◆ Directions ◆
Transcribe the entries below exactly.

-- begin Records to process --

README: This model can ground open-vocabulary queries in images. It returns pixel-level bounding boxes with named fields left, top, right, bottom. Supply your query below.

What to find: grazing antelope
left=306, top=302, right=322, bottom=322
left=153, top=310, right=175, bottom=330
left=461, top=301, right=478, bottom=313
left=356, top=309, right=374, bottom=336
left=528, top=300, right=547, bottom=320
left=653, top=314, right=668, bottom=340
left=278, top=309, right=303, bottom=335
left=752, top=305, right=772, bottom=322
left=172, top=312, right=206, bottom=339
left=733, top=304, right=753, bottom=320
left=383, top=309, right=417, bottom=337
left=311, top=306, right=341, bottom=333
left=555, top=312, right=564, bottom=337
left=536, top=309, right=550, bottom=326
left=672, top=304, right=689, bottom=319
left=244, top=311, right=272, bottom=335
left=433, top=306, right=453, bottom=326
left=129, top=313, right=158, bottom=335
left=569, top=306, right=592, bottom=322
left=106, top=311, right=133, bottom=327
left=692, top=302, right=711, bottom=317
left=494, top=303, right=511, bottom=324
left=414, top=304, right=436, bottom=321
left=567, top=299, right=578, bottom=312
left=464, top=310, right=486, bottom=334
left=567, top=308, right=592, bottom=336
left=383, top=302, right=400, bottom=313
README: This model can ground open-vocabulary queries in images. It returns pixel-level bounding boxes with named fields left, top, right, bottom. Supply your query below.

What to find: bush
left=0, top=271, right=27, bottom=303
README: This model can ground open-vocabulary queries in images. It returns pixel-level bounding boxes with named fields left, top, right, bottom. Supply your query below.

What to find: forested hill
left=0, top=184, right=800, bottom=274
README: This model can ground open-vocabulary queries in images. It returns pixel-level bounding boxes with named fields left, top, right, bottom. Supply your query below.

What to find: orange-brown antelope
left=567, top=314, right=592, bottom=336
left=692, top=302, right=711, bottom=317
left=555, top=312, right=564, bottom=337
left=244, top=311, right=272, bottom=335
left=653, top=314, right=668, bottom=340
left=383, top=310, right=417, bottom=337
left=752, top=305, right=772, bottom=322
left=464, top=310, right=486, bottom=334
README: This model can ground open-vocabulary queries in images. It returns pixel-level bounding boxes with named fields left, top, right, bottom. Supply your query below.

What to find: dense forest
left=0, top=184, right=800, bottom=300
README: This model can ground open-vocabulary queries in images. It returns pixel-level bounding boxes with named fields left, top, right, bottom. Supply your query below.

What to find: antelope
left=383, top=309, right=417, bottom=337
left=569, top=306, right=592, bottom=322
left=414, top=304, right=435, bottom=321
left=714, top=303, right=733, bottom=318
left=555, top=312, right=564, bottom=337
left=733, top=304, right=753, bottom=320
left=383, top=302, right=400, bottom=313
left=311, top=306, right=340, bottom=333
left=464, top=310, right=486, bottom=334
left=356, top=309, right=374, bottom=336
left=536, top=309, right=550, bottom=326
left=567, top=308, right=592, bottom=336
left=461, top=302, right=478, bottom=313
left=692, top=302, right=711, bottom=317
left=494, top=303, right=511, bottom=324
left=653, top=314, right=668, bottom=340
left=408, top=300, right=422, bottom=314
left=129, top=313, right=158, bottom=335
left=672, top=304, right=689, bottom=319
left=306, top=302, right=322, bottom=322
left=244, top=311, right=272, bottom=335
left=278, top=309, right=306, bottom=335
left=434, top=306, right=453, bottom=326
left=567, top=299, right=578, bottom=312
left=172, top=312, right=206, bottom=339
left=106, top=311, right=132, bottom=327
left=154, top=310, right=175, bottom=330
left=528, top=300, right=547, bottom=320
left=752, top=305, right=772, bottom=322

-- end Records to process --

◆ Written reply ◆
README: This model can ground open-vocabulary queries in images. It returns pixel-level bounding boxes with named fields left, top, right, bottom. Supply your query below.

What to find: grazing antelope
left=306, top=302, right=322, bottom=322
left=153, top=310, right=175, bottom=330
left=461, top=301, right=478, bottom=313
left=356, top=309, right=374, bottom=336
left=528, top=300, right=547, bottom=320
left=653, top=314, right=668, bottom=340
left=278, top=309, right=303, bottom=335
left=752, top=305, right=772, bottom=322
left=172, top=312, right=206, bottom=339
left=733, top=304, right=753, bottom=320
left=383, top=309, right=417, bottom=337
left=311, top=306, right=341, bottom=333
left=555, top=312, right=564, bottom=337
left=536, top=309, right=550, bottom=326
left=672, top=304, right=689, bottom=319
left=244, top=311, right=272, bottom=335
left=433, top=306, right=453, bottom=326
left=129, top=313, right=158, bottom=335
left=569, top=306, right=592, bottom=322
left=106, top=311, right=133, bottom=327
left=692, top=302, right=711, bottom=317
left=494, top=303, right=511, bottom=324
left=414, top=304, right=436, bottom=321
left=567, top=299, right=578, bottom=312
left=464, top=310, right=486, bottom=334
left=567, top=308, right=592, bottom=336
left=383, top=302, right=400, bottom=313
README: This model can ground open-vocabulary queries in images. It returns pixel-level bounding boxes with named fields left, top, right, bottom. Supply your query below.

What to find: bush
left=0, top=271, right=27, bottom=303
README: This model can ground open-vocabulary queries in images. It returns pixel-level bounding boxes with named fields left, top, right, bottom. Supply your query below.

What to find: forested hill
left=0, top=184, right=800, bottom=274
README: This model can ground open-vocabulary queries in images. It returns pixel-level bounding boxes with named fields left, top, right, bottom. Supply your query below.

What to find: orange-brown antelope
left=567, top=314, right=592, bottom=336
left=692, top=302, right=711, bottom=317
left=555, top=312, right=564, bottom=337
left=244, top=311, right=272, bottom=335
left=653, top=314, right=668, bottom=340
left=383, top=310, right=417, bottom=337
left=752, top=305, right=772, bottom=322
left=464, top=310, right=486, bottom=334
README: This model can ground open-vocabulary queries in images. It returns pixel-level bounding boxes with named fields left, top, right, bottom. Supply your query below.

What to find: dense forest
left=0, top=184, right=800, bottom=300
README: This model can ground open-vocabulary queries in images. It returns pixel-level bounding boxes with named fields left, top, right, bottom. Supply your query below.

What to find: antelope
left=383, top=309, right=417, bottom=337
left=569, top=306, right=592, bottom=322
left=414, top=304, right=435, bottom=321
left=714, top=303, right=733, bottom=318
left=555, top=312, right=564, bottom=337
left=733, top=304, right=753, bottom=320
left=383, top=302, right=400, bottom=313
left=311, top=306, right=340, bottom=333
left=464, top=310, right=486, bottom=334
left=356, top=309, right=374, bottom=336
left=536, top=309, right=550, bottom=326
left=567, top=308, right=592, bottom=336
left=461, top=302, right=478, bottom=313
left=692, top=302, right=711, bottom=317
left=494, top=303, right=511, bottom=324
left=653, top=314, right=668, bottom=340
left=408, top=300, right=422, bottom=314
left=129, top=313, right=158, bottom=335
left=672, top=304, right=689, bottom=319
left=306, top=302, right=322, bottom=322
left=244, top=311, right=272, bottom=335
left=278, top=309, right=306, bottom=335
left=434, top=306, right=453, bottom=326
left=567, top=299, right=578, bottom=312
left=172, top=312, right=206, bottom=339
left=106, top=311, right=132, bottom=327
left=154, top=310, right=175, bottom=330
left=528, top=300, right=547, bottom=320
left=752, top=305, right=772, bottom=322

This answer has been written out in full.